Belge Alıntısı:
Feminizmle ilk karşılaşmalarımda hep birinci dalga feminizm için nasıl çıkmıştır acaba ve ne konuşmuşlardır diye hayal ederdim. O his eminim çığlıktı. Ve evet abartıyorum bu çığlık bana göre bir melodi. İşte müzik bence o zaman doğdu.

“Merhaba” tüm müzisyen kadınlar,

Volume 0 – “Özel olan politiktir”

Kendimi gerçekleştirme yolculuğumun ne yazık ki -bir süre- ailemle gerçekleştirememe yolculuğu olduğunu yirmi yedimde fark ettim. Karşılaşmalar her zaman önemlidir, öyle değil mi? Bir kitapla karşılaşabiliriz ya da hayatımıza dokunacak bir arkadaşla ya da bir pankartla… Ama aile ile karşılaşma hiçbir zaman gerçekleşmez. O sadece seni kendi gerçekliğine çeker ve sen yıllarca bunun sonuçlarıyla savaşmak durumunda kalırsın. Bu savaşı kendi kendime veremeyeceğimi, ancak sorgulayabileceğimi, hatta inanamazsınız daha da ileri gidiyorum örgütlenebileceğimi ve tüm acılara rağmen yalnız olmadığımı feminizm ve feministlerden öğrendim/öğreniyorum.

Veri Listesi:
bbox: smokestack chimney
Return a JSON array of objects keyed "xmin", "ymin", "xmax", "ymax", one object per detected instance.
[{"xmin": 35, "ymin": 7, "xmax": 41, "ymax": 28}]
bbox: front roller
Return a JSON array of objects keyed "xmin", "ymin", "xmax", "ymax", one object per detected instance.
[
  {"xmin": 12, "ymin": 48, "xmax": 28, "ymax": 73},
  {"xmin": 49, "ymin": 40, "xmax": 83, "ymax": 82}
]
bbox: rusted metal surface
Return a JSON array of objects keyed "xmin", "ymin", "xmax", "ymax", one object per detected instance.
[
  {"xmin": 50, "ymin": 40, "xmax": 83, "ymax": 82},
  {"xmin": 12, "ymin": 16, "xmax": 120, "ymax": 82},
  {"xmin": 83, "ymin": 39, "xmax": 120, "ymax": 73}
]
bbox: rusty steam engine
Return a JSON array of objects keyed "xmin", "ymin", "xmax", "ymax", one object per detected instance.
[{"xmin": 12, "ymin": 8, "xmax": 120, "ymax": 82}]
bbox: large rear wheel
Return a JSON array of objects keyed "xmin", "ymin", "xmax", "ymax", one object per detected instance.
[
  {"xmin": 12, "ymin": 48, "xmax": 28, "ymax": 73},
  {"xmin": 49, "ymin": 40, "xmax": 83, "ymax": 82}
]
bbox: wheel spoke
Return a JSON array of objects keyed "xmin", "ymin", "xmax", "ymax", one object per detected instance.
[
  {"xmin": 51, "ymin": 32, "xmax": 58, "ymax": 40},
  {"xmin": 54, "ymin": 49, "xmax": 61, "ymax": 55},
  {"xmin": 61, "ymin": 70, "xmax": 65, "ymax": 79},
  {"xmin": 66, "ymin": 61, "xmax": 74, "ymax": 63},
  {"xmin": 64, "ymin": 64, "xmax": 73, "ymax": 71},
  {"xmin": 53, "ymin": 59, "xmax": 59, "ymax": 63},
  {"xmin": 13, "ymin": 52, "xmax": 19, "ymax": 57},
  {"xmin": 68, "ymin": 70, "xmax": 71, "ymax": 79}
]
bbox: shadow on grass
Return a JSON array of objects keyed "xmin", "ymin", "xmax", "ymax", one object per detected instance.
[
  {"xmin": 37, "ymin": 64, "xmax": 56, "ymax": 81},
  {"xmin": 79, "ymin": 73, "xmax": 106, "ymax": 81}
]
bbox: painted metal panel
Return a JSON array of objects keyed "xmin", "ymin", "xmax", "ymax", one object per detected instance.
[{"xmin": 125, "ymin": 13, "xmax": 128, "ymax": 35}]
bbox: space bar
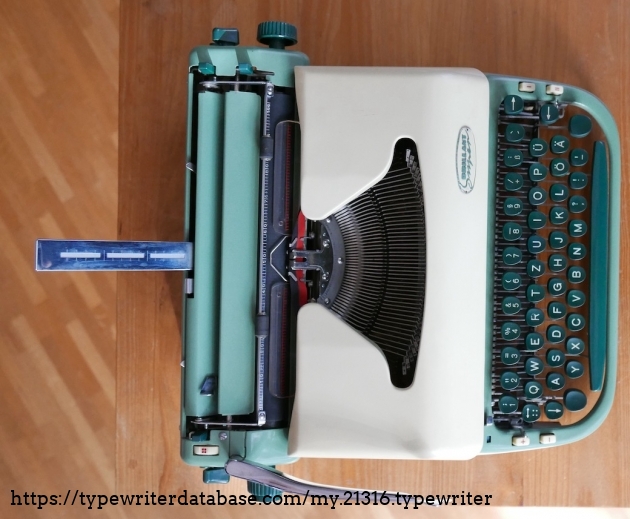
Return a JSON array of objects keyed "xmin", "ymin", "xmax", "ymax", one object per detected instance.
[{"xmin": 589, "ymin": 141, "xmax": 608, "ymax": 391}]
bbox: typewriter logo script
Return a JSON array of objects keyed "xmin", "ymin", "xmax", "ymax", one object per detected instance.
[{"xmin": 455, "ymin": 126, "xmax": 477, "ymax": 193}]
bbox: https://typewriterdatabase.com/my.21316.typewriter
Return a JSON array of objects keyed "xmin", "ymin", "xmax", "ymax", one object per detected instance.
[{"xmin": 37, "ymin": 22, "xmax": 620, "ymax": 504}]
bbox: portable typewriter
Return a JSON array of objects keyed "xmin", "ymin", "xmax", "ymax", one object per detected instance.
[{"xmin": 37, "ymin": 22, "xmax": 620, "ymax": 502}]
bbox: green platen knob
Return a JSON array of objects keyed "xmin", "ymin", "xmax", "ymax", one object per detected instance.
[{"xmin": 256, "ymin": 22, "xmax": 297, "ymax": 49}]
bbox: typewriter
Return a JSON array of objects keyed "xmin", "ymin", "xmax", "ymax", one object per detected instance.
[{"xmin": 37, "ymin": 22, "xmax": 620, "ymax": 502}]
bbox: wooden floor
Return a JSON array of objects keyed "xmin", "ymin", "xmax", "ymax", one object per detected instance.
[{"xmin": 0, "ymin": 0, "xmax": 630, "ymax": 518}]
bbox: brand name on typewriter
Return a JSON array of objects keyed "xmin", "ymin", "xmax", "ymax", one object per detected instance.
[{"xmin": 455, "ymin": 126, "xmax": 477, "ymax": 193}]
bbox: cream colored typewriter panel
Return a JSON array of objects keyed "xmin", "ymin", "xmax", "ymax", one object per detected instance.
[{"xmin": 289, "ymin": 67, "xmax": 489, "ymax": 459}]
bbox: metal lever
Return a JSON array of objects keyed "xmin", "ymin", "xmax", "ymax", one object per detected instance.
[{"xmin": 35, "ymin": 240, "xmax": 193, "ymax": 271}]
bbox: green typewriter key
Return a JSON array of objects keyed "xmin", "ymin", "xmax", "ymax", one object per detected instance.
[
  {"xmin": 549, "ymin": 254, "xmax": 567, "ymax": 272},
  {"xmin": 501, "ymin": 371, "xmax": 521, "ymax": 391},
  {"xmin": 527, "ymin": 285, "xmax": 545, "ymax": 303},
  {"xmin": 503, "ymin": 196, "xmax": 523, "ymax": 216},
  {"xmin": 564, "ymin": 389, "xmax": 586, "ymax": 412},
  {"xmin": 527, "ymin": 234, "xmax": 547, "ymax": 254},
  {"xmin": 549, "ymin": 184, "xmax": 569, "ymax": 202},
  {"xmin": 501, "ymin": 272, "xmax": 521, "ymax": 290},
  {"xmin": 569, "ymin": 195, "xmax": 586, "ymax": 213},
  {"xmin": 567, "ymin": 314, "xmax": 586, "ymax": 332},
  {"xmin": 545, "ymin": 401, "xmax": 564, "ymax": 420},
  {"xmin": 564, "ymin": 360, "xmax": 584, "ymax": 378},
  {"xmin": 568, "ymin": 267, "xmax": 586, "ymax": 283},
  {"xmin": 503, "ymin": 247, "xmax": 523, "ymax": 265},
  {"xmin": 525, "ymin": 357, "xmax": 545, "ymax": 377},
  {"xmin": 547, "ymin": 278, "xmax": 567, "ymax": 297},
  {"xmin": 549, "ymin": 206, "xmax": 569, "ymax": 225},
  {"xmin": 567, "ymin": 290, "xmax": 586, "ymax": 308},
  {"xmin": 569, "ymin": 171, "xmax": 588, "ymax": 189},
  {"xmin": 529, "ymin": 167, "xmax": 547, "ymax": 182},
  {"xmin": 522, "ymin": 404, "xmax": 540, "ymax": 423},
  {"xmin": 569, "ymin": 243, "xmax": 586, "ymax": 260},
  {"xmin": 503, "ymin": 148, "xmax": 524, "ymax": 168},
  {"xmin": 547, "ymin": 324, "xmax": 566, "ymax": 344},
  {"xmin": 524, "ymin": 381, "xmax": 542, "ymax": 400},
  {"xmin": 569, "ymin": 148, "xmax": 588, "ymax": 167},
  {"xmin": 550, "ymin": 135, "xmax": 569, "ymax": 155},
  {"xmin": 547, "ymin": 301, "xmax": 567, "ymax": 320},
  {"xmin": 566, "ymin": 337, "xmax": 586, "ymax": 355},
  {"xmin": 546, "ymin": 373, "xmax": 564, "ymax": 391},
  {"xmin": 501, "ymin": 296, "xmax": 521, "ymax": 315},
  {"xmin": 503, "ymin": 173, "xmax": 523, "ymax": 191},
  {"xmin": 501, "ymin": 322, "xmax": 521, "ymax": 341},
  {"xmin": 549, "ymin": 231, "xmax": 569, "ymax": 249},
  {"xmin": 503, "ymin": 222, "xmax": 523, "ymax": 241},
  {"xmin": 547, "ymin": 350, "xmax": 564, "ymax": 368},
  {"xmin": 505, "ymin": 123, "xmax": 525, "ymax": 142},
  {"xmin": 540, "ymin": 103, "xmax": 560, "ymax": 124},
  {"xmin": 528, "ymin": 187, "xmax": 547, "ymax": 205},
  {"xmin": 527, "ymin": 260, "xmax": 545, "ymax": 278},
  {"xmin": 529, "ymin": 137, "xmax": 548, "ymax": 157},
  {"xmin": 549, "ymin": 159, "xmax": 569, "ymax": 177},
  {"xmin": 527, "ymin": 211, "xmax": 547, "ymax": 231},
  {"xmin": 499, "ymin": 395, "xmax": 518, "ymax": 413},
  {"xmin": 503, "ymin": 95, "xmax": 523, "ymax": 115},
  {"xmin": 525, "ymin": 308, "xmax": 545, "ymax": 327},
  {"xmin": 501, "ymin": 346, "xmax": 521, "ymax": 366},
  {"xmin": 569, "ymin": 220, "xmax": 586, "ymax": 238}
]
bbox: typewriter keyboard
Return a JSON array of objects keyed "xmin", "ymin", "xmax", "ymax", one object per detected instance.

Yönergeler:
1: Feminizm ve müzik yazısına göre şu soruları yanıtlayın:
(a) Yazar, birinci dalga feminizmin çıkışındaki çığlığı kendine göre neye benzetiyor?
(b) Yazar, kendini gerçekleştirme yolculuğunun bir süre ailesiyle gerçekleştirememe yolculuğu olduğunu kaç yaşında fark ettiğini söylüyor?
(c) "Volume 0" bölümünün başlığı nedir?
2: Feminizm ve müzik yazısını son cümlesinden sonra sürdürün.
Veriler başka bir kaynaktan alınmıştır.

Görev Yanıtları:
1:
(a) Bir melodiye.
(b) Yirmi yedi yaşında.
(c) "Özel olan politiktir".

2:
Volume 1 – Aileyi nasıl bilirdiniz?

Hatırlayamadığım ancak fotoğrafını görüp ilk müziğe heveslenişim sanıyorum ki üç yaşlarımda. Ne yaşadım bilmiyorum, bir şey beni çekmiş olmalı. Klavye tuşlarına rastgele basarken kendimce anlamlı hale gelen melodiler, aslında ilk lubunyalığımın işaretleri. İlk bestem -ki hâlâ hatırımda- ve ilk aşkım ve aslında ilk hayal kırıklığım. Çünkü kız çocuğu başka bir kız çocuğuna aşık olamaz, hele ki o yaşta! Tabii bu başka bir hikaye. Üstüne üstlük kız çocuğuna yaraşır bebeklerle oynamayıp klavyeyle mi ilgileniyor? Ben böyle saçmalık görmedim!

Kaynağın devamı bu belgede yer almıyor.